■ Problem description: Set every entry below down once more, exactly as it stands, without images.

(Photo-based referring expression data)
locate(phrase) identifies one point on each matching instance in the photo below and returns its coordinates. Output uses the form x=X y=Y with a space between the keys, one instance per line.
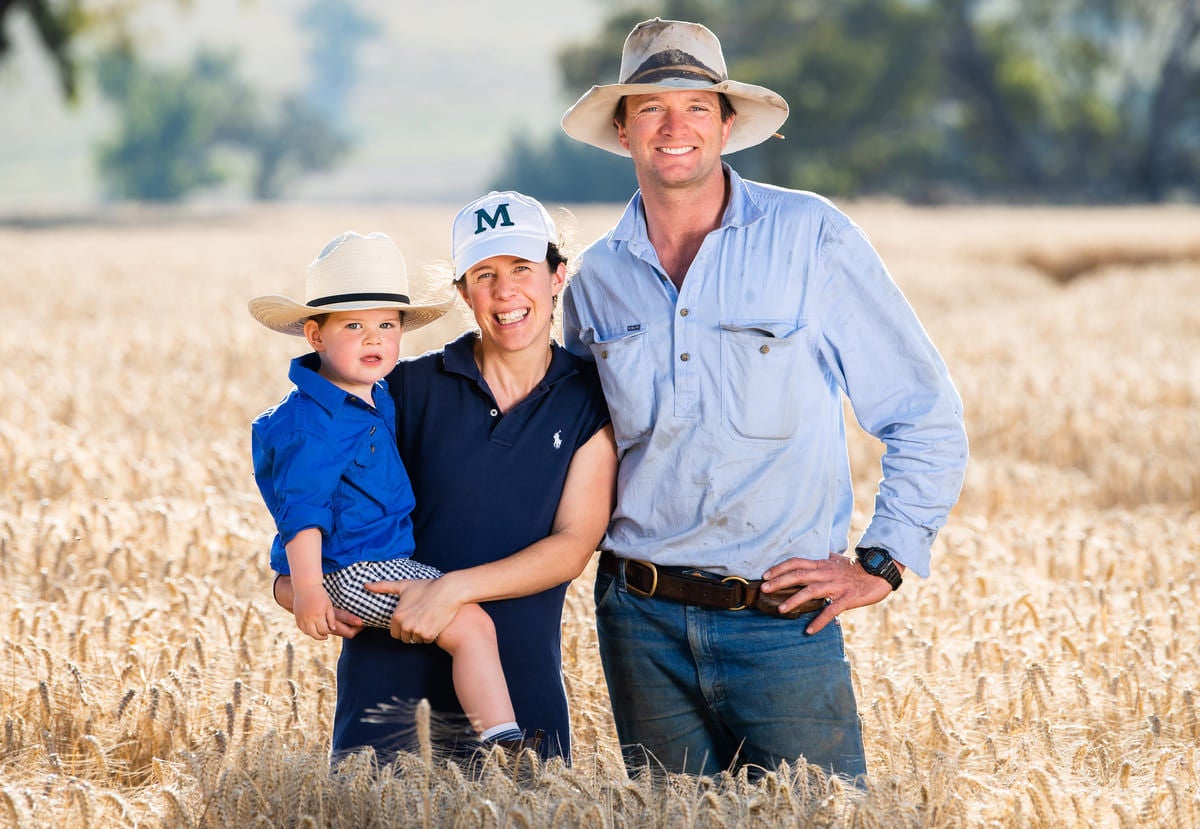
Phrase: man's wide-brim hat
x=673 y=55
x=353 y=272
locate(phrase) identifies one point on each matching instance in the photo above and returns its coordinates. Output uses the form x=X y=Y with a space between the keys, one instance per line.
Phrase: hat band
x=671 y=64
x=360 y=298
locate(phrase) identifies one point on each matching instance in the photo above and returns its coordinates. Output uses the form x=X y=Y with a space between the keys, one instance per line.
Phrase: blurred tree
x=57 y=25
x=1063 y=100
x=562 y=168
x=174 y=121
x=337 y=31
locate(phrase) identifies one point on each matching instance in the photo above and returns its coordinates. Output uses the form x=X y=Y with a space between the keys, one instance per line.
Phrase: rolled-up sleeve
x=900 y=391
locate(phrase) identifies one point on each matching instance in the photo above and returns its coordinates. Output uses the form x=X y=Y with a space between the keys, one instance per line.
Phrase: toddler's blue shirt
x=324 y=458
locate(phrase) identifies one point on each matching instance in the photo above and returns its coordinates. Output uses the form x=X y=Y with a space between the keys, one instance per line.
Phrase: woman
x=507 y=440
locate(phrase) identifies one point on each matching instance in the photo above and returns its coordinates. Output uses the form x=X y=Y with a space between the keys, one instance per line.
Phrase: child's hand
x=313 y=611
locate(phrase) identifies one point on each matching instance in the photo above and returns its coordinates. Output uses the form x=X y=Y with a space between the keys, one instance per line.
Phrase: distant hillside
x=442 y=89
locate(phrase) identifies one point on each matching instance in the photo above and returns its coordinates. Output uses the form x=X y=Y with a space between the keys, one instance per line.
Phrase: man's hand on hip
x=838 y=578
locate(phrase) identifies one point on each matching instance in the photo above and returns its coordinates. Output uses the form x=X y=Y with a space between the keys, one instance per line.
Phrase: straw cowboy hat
x=354 y=272
x=672 y=55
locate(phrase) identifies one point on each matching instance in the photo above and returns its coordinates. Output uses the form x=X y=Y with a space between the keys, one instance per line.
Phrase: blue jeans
x=699 y=691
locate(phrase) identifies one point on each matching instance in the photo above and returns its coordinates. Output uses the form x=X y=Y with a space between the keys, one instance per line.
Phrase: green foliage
x=173 y=122
x=57 y=25
x=562 y=169
x=1061 y=100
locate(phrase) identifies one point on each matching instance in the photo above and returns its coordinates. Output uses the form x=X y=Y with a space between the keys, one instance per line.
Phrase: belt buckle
x=654 y=578
x=737 y=578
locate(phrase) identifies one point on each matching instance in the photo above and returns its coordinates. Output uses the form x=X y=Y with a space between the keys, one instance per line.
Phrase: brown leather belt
x=695 y=587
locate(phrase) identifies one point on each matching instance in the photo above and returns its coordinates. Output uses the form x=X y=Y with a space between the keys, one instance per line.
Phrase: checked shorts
x=346 y=590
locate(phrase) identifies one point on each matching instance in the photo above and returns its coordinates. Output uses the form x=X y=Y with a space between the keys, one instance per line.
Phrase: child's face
x=357 y=347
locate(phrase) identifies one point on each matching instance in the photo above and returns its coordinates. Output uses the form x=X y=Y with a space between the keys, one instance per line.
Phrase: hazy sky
x=442 y=89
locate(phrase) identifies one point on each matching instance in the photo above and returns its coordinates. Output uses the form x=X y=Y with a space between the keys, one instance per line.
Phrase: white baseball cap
x=501 y=223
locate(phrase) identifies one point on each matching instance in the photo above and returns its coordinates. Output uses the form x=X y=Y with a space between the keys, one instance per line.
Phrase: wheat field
x=1047 y=674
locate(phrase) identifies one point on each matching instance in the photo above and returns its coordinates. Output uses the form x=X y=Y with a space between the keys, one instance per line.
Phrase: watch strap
x=879 y=562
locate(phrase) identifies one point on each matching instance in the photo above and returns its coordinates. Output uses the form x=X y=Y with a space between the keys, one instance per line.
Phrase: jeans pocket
x=604 y=589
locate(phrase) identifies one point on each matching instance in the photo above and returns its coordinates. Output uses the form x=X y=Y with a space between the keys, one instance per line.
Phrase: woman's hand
x=424 y=607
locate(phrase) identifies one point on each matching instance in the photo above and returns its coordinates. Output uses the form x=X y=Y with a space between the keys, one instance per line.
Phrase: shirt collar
x=741 y=211
x=304 y=374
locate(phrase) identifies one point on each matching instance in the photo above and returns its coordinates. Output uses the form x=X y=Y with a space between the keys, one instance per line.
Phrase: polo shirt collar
x=741 y=211
x=304 y=374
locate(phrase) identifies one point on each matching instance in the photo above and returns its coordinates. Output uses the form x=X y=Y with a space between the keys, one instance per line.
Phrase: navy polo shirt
x=487 y=485
x=324 y=458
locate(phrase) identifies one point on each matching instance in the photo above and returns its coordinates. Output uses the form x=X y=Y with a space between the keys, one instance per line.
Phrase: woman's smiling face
x=513 y=300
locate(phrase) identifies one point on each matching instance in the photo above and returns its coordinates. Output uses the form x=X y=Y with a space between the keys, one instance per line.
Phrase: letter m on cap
x=502 y=212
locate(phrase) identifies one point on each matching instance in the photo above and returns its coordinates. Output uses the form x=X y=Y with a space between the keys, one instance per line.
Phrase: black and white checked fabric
x=346 y=590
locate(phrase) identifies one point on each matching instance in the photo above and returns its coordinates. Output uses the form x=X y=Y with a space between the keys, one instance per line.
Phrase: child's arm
x=312 y=607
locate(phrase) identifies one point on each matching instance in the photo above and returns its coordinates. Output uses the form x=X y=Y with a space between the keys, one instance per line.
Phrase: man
x=726 y=319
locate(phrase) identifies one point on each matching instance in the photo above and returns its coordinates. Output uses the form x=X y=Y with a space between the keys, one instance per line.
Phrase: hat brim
x=286 y=316
x=531 y=248
x=760 y=112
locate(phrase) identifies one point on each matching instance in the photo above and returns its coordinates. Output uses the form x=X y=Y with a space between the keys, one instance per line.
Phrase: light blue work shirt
x=726 y=395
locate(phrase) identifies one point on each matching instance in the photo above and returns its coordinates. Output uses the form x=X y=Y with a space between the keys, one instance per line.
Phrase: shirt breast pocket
x=367 y=475
x=760 y=378
x=628 y=380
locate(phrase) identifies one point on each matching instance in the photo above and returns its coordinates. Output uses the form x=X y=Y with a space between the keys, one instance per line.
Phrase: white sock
x=505 y=731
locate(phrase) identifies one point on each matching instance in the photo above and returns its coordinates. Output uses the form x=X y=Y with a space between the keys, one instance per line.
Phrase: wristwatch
x=880 y=563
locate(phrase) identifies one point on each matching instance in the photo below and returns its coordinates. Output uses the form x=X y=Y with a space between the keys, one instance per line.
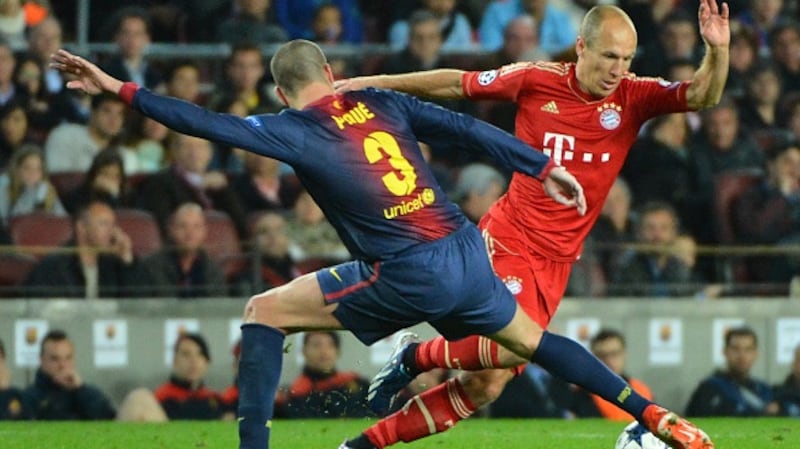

■ Result:
locate(phrase) identifies one point on each matching instance in the photo below and returns its coordinates. Output uses the form x=X y=Y with a space between the keys, one instance per line.
Phrase: man's wide-brim hat
x=673 y=55
x=353 y=272
locate(phrase) identifies one point on each matching instance in the photo above and returns its coordinates. Output uses the form x=X y=Y with a space between the keys, one instance per line.
Phrase: hat band
x=671 y=64
x=360 y=298
locate(phrase) identifies one point on each matching instance in the photo above and returns its coordinates. Output uses the form x=X y=Y with a space between the keys, one instance per line.
Phrase: blurred tree
x=57 y=25
x=1063 y=100
x=562 y=168
x=174 y=121
x=337 y=31
locate(phrase) identifies one point on each matching instance in the photo above and returns its coordinates. Output uses the form x=X y=Y with a space between the keys, one instance per line.
Phrase: rolled-up sleeve
x=900 y=391
locate(phrase) identifies one point on each matching instance in the photo above and returns its coordinates. Output uses the form x=X y=Y with a space between the keys, one instance per line.
Phrase: toddler's blue shirt
x=324 y=458
locate(phrase) identifies one point on each matching instance in the photo above and returns its coordinates. Output uses the form x=X y=Y with a space between the keys, one instance per line.
Phrase: woman
x=507 y=440
locate(phrase) identifies one point on each matching instance in the photo above and returns its coordinates. Output uses the form x=X y=Y with a space between the keys, one instance per line.
Phrase: child's hand
x=313 y=611
locate(phrase) identifies one point on each matching instance in the photo above and returns its coordinates. Output uses the form x=X y=Y with a space between the keys, one instance per line.
Phrase: distant hillside
x=442 y=89
locate(phrase) identifies one point on each matching instance in the photo above and returns its coordinates. Output uses the form x=X y=Y with a space between the keys, one instance per line.
Phrase: man's hand on hip
x=838 y=578
locate(phrase) identifies one point on each matching instance in the photo above and returns its coordinates. Output uses the form x=X y=Y with a space between the keys, one instance per line.
Phrase: straw cowboy hat
x=354 y=272
x=672 y=55
locate(phrase) identifies one point on each matching instance in the photo above and returns its coordinates. Output uses the form x=X y=Y with a space between the keys, one instance per line.
Phrase: blue jeans
x=699 y=691
locate(phrase) identifies one point on each matching instance in the photo above and returns its coordinates. Output uses the form x=X y=Y with a space between the keys, one instance per line.
Phrase: green foliage
x=173 y=122
x=57 y=25
x=562 y=169
x=1061 y=100
locate(phrase) identifies one point on each matching instance in the photo above and returns its coordinates. Output uses the form x=X y=Y with a space between the keys, one instance per line.
Phrase: belt buckle
x=654 y=578
x=737 y=578
locate(phrase) identifies one point on each matching instance in the photo above and returns its coordinates. Output uses the form x=X y=Y with a space between the keys, one instance per line.
Phrase: brown leather belt
x=695 y=587
locate(phrase) identifies one point on each matching instance in the photo above and returns its coordinates. Output uses the form x=X y=Y with a space between the keys, one instance per line.
Phrase: checked shorts
x=346 y=590
locate(phrase) identifies one point on each matching instance in the photo above and returns its coordinates. Output uses the form x=X y=Y with a space between the keys, one instance per line.
Phrase: child's face
x=357 y=347
locate(phrase) identifies one point on each matching instance in the photo above and returns its coordinates. Output uses the form x=X y=Y with a space between the keys, one instance per line.
Phrase: hazy sky
x=442 y=89
locate(phrase) identifies one point on each matching instance in the photo above and returns its coordinates. Output uses the form x=X y=Y with a space between the keys, one instance per line.
Phrase: white baseball cap
x=501 y=223
locate(phrase) identifies one point on each matching instance in the photo above and returns its coordinates. Output uses the form x=X y=Y with a space between the keys, one instance per line.
Phrase: wheat field
x=1047 y=674
locate(phrase) identifies one point on each matching instance in the photo above and returns its coordinates. Output uses the form x=X y=Y with a space between the keys, one instance per line.
Phrase: watch strap
x=879 y=562
locate(phrase) identifies one point on each matching instance in the photo above and returns its coordinates. Output uses the form x=X y=Y with a space between the keys, one instance per line.
Phrase: jeans pocket
x=604 y=589
locate(phrase) identifies one point on each matching instance in the photo above and returns its coordinates. Output uses the form x=X y=Y with a space between the keys, one instance per line.
Phrase: woman's hand
x=424 y=607
locate(phrase) identifies one point on each matching instance in the photo above and returns its coordinates. Output uses the form x=X y=Y with a space between the keys, one instance per line.
Phrase: shirt collar
x=741 y=211
x=304 y=374
locate(phrase) identifies one point on each matching instance in the photo above and returns its coordinates. Output uses the form x=X y=Y with a space between the keys, one instance per line.
Phrase: polo shirt collar
x=741 y=211
x=304 y=374
locate(phrase) identifies one point on each matching instance in the photo above and returns its coordinates. Output uses the form x=X y=Y with a space between the keys, one instance per line.
Phrase: navy polo shirt
x=487 y=485
x=324 y=458
locate(phrase) identifies one point on each matching instance in the photo above and returns its coordinates. Output uses the form x=X y=Y with a space between the keys, one instance per line.
Phrase: woman's smiling face
x=513 y=300
locate(phrase) identifies one point on each matching instance in the photo above and returns its coordinates. Output uses the form x=X y=Y with a space between the keys, one instance per line.
Phrase: letter m on cap
x=502 y=212
locate(phrase) identifies one point on each matching instance in the photo above and returns its coordinates. Output uses the form x=X y=Y with a space between the keys, one instance per line.
Phrase: black and white checked fabric
x=346 y=590
locate(phrase) identifies one point on each matching instance in the photo above and returns its coordinates. Output uses the form x=X y=Y with a space between the keys, one instance per line.
Phrase: child's arm
x=312 y=607
locate(phrase) identifies one point on each matching instance in the photo above and returns its coordinates. Output uses the form x=X y=Y with a space between the keys, one instance per line.
Phrase: man
x=726 y=319
locate(phrase) identifies one point on each matching instance in the photo above and returns its coordinates. Output uses the form x=X y=Y with a space between the keys, one instance per line.
Phrase: hat brim
x=286 y=316
x=531 y=248
x=760 y=112
locate(phrase) identifies one point on each matching instance in the photo above and returns its coordinates. Output uses the form x=X y=Y with a space between the keys, one instance per line.
Phrase: light blue work shirt
x=726 y=395
locate(phrase) identifies one point on each matching instance in the photo above and returns its coordinates. Output uses the form x=X y=Y with a space between the keys, one instance per line.
Phrase: shirt breast pocket
x=367 y=475
x=760 y=378
x=628 y=380
locate(phrase) identifies one point on each matching instance in the photo above and returns its coordinates. Output uses the form x=X y=Y with a space between the keys, one instance per line.
Phrase: white sock
x=505 y=731
locate(phrase) identifies one point on each matching instance in the photo above and returns its coordinates. Output uses the form x=X y=Y with a space between the keys, one instance per line.
Phrase: wristwatch
x=880 y=563
locate(phrase) identifies one point on each matching instance in the photo below and returns its coordinates. Output uses the form x=X y=Y with a space between the keys, one instance per line.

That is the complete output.